- WHAT YOU SHOULD DO
Your whole reply should be the lines from the one that contains "If you could point at the religious" through the last line of the listing, copied exactly.

- DATASET EXTRACT

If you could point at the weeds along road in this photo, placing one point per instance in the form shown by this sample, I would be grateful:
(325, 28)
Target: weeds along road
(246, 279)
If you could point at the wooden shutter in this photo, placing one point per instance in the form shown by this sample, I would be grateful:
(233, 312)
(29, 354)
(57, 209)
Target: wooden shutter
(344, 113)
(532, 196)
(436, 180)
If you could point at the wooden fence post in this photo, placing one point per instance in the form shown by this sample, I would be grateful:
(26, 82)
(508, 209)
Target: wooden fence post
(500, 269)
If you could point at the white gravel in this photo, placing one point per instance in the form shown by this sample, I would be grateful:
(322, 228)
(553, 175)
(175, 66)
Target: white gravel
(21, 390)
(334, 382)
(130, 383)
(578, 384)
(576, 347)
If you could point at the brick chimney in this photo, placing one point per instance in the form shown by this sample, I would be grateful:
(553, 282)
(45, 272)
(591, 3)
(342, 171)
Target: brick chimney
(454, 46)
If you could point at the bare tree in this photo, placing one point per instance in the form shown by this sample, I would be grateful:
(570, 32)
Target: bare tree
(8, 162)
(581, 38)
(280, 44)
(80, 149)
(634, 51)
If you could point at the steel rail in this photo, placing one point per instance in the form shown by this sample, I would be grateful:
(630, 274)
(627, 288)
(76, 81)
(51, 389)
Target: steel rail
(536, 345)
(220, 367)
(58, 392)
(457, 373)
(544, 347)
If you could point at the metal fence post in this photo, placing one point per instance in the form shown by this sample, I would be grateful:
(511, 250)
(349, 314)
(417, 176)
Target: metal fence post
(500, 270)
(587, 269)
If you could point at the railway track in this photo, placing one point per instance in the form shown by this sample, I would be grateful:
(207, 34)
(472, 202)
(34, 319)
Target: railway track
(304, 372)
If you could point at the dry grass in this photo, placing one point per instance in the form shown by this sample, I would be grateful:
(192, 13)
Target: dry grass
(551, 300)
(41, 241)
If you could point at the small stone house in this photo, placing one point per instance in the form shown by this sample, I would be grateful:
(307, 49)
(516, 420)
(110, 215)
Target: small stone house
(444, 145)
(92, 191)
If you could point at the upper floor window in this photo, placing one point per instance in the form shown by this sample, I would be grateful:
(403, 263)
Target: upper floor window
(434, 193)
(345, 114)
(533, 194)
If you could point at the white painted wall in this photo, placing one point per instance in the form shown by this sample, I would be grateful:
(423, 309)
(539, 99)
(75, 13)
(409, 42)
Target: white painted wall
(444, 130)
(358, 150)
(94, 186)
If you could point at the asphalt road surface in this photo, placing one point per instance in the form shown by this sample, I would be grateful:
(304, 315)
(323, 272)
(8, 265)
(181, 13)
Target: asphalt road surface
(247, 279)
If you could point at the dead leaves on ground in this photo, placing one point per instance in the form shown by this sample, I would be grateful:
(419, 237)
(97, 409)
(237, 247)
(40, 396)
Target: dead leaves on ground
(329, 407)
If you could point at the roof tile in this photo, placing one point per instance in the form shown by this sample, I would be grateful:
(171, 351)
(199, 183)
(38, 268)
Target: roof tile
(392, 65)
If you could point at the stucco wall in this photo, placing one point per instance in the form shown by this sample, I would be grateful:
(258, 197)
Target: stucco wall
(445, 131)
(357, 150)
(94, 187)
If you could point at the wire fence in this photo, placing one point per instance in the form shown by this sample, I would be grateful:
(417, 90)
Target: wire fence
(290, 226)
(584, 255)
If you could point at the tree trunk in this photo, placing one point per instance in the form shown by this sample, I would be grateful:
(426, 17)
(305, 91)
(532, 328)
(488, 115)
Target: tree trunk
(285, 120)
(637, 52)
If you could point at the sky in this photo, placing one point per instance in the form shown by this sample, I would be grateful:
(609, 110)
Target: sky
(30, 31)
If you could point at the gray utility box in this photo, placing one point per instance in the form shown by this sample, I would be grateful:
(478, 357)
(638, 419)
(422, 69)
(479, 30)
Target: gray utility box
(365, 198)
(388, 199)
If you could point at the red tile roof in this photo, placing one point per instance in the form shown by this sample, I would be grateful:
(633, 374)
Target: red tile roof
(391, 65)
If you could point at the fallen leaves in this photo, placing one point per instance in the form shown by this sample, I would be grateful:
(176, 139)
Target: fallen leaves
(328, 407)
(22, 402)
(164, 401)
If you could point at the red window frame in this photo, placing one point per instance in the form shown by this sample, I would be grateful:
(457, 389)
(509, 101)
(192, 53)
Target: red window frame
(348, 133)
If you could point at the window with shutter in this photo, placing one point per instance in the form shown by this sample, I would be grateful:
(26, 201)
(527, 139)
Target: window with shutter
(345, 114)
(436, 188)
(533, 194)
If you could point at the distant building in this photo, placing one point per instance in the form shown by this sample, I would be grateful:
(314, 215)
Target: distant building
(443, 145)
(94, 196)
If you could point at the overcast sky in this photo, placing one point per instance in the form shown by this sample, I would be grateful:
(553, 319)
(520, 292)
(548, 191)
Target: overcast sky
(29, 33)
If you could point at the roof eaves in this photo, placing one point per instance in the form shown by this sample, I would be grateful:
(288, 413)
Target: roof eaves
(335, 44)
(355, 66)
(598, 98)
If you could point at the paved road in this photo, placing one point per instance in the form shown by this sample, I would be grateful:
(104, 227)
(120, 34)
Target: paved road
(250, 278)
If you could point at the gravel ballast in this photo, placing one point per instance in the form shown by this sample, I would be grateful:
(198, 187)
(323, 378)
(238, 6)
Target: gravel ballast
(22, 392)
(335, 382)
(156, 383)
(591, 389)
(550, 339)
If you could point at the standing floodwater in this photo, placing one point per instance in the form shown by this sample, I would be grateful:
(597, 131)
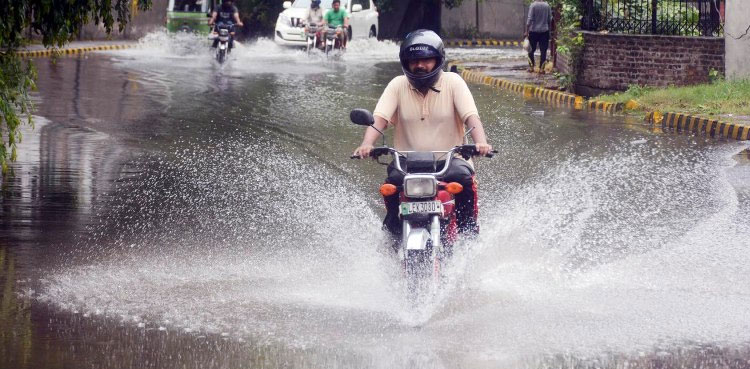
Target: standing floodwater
(169, 212)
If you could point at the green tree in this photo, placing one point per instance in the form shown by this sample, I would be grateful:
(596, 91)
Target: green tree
(56, 22)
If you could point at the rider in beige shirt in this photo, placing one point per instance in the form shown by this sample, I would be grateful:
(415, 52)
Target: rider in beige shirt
(430, 111)
(431, 121)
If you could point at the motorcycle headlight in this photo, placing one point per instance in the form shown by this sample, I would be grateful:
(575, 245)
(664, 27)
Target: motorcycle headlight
(418, 186)
(285, 20)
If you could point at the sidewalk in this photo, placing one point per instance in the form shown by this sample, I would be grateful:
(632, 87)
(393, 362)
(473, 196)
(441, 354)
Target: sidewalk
(511, 75)
(514, 70)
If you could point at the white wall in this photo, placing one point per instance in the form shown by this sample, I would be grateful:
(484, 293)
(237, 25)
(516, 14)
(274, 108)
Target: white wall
(497, 18)
(737, 36)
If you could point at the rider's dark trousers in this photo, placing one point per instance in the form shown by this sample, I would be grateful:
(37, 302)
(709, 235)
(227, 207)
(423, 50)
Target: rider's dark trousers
(466, 202)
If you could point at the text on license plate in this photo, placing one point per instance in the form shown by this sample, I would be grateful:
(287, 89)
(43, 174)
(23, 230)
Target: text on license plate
(424, 207)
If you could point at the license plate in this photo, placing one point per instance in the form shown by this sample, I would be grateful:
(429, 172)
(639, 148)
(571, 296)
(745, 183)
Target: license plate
(423, 207)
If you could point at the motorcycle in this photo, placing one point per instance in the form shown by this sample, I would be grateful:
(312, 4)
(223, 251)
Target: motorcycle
(312, 37)
(224, 33)
(426, 208)
(333, 39)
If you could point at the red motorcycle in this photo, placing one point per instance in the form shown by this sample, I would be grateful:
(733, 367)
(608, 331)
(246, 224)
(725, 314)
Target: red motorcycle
(426, 208)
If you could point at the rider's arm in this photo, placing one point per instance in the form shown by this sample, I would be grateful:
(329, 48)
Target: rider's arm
(371, 136)
(478, 135)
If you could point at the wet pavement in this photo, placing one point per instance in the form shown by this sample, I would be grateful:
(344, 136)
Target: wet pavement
(168, 212)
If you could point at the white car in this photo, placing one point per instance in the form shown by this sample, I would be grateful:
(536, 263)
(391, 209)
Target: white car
(363, 20)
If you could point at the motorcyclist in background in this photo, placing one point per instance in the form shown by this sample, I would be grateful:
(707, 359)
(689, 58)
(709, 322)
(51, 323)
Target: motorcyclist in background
(227, 13)
(337, 17)
(315, 15)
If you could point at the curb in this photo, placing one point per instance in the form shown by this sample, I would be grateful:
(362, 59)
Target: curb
(71, 51)
(605, 107)
(691, 124)
(488, 42)
(529, 91)
(673, 121)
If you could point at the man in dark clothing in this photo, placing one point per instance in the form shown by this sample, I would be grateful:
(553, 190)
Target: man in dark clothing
(537, 30)
(227, 13)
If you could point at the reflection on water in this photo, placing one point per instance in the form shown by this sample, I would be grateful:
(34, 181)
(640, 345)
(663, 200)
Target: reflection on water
(174, 213)
(15, 317)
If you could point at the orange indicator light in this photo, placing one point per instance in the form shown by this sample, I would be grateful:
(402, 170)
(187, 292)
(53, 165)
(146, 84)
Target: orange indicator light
(388, 189)
(453, 188)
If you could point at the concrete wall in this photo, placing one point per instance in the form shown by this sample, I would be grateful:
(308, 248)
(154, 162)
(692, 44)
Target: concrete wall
(737, 36)
(497, 18)
(141, 23)
(616, 61)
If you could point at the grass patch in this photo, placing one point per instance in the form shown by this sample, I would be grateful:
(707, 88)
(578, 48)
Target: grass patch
(721, 100)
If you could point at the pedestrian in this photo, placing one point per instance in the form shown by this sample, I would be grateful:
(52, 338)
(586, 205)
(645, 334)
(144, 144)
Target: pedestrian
(538, 25)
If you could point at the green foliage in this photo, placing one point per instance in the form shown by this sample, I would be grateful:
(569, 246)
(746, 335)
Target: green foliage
(722, 99)
(16, 80)
(715, 76)
(57, 22)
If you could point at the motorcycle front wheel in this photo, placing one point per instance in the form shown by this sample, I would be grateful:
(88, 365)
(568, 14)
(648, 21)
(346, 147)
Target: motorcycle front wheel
(422, 272)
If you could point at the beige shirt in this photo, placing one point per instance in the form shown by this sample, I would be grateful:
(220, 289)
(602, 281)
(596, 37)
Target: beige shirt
(432, 122)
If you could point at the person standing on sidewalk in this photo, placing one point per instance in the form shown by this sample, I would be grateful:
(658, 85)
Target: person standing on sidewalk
(538, 26)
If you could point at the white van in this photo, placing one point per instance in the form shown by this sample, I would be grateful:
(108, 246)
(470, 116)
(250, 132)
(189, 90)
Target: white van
(363, 20)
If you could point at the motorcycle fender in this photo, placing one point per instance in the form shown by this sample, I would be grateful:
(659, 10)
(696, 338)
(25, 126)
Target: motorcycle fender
(417, 239)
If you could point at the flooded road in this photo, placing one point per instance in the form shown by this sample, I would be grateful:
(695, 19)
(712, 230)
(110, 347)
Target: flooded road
(170, 213)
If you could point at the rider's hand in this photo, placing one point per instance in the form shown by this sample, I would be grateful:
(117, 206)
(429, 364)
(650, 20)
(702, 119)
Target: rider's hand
(363, 151)
(483, 149)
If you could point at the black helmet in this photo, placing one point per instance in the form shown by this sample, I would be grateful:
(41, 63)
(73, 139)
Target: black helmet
(422, 44)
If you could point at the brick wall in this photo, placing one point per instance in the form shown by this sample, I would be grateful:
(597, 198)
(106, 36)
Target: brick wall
(615, 61)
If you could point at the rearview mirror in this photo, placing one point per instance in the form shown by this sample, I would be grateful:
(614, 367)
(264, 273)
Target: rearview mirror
(362, 117)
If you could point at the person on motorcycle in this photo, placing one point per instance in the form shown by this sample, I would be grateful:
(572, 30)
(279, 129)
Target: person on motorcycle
(337, 17)
(315, 15)
(430, 110)
(227, 13)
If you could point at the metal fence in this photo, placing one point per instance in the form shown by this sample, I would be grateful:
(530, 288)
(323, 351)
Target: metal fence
(656, 17)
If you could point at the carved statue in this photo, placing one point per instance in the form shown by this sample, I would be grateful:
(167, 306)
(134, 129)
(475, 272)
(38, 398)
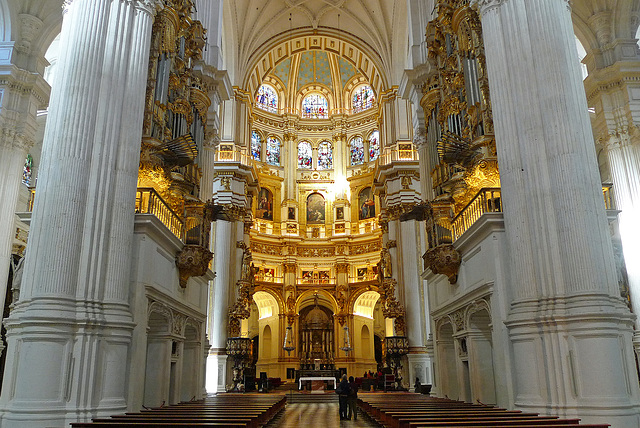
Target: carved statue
(247, 266)
(385, 263)
(291, 304)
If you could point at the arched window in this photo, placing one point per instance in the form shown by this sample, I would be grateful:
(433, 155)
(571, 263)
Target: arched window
(374, 145)
(273, 151)
(256, 146)
(267, 99)
(363, 99)
(325, 155)
(366, 204)
(357, 151)
(27, 170)
(305, 158)
(315, 106)
(315, 208)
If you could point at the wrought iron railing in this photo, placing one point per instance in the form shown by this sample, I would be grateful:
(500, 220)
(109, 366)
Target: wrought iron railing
(148, 201)
(488, 200)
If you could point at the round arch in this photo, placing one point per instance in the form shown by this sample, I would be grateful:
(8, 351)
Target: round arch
(325, 298)
(266, 294)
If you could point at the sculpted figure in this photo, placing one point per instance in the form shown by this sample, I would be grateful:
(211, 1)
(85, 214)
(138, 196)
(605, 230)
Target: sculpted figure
(385, 263)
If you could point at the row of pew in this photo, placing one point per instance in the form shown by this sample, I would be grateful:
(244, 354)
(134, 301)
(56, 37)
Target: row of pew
(225, 410)
(404, 410)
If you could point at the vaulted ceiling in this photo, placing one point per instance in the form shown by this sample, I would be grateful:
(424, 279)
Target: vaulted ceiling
(377, 27)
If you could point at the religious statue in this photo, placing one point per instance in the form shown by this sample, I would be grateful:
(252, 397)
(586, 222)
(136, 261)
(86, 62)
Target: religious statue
(291, 304)
(385, 263)
(247, 266)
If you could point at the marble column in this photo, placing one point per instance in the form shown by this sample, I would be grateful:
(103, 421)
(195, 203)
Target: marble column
(623, 153)
(23, 93)
(570, 330)
(414, 301)
(216, 363)
(69, 335)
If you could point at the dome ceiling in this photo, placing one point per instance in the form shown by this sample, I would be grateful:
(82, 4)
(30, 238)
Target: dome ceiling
(376, 28)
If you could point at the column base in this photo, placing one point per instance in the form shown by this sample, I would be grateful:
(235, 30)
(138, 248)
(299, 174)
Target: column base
(216, 373)
(420, 366)
(65, 366)
(572, 357)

- YOUR RESPONSE
If you could point at the religious statue in this photo, placing one point per instance in the form shown by this sample, I would be grateful:
(252, 397)
(586, 222)
(136, 261)
(86, 62)
Target: religious statue
(291, 304)
(385, 263)
(247, 266)
If you could point at the marble column in this photo, placing one point per instance in the form shown by this sample, I would be grateful:
(103, 421)
(195, 203)
Target: marble column
(623, 153)
(23, 93)
(570, 330)
(414, 301)
(216, 363)
(69, 335)
If you could point at the dome ceiling in this photo, placing one point per instance in the form shown by this sample, I would be grateful:
(82, 4)
(30, 238)
Target: dome ceiling
(376, 28)
If you could point at the column base in this photo, placing one point per instance in the form shown by this sample, I would be grateful:
(235, 30)
(138, 248)
(299, 174)
Target: column base
(216, 373)
(420, 366)
(65, 366)
(572, 357)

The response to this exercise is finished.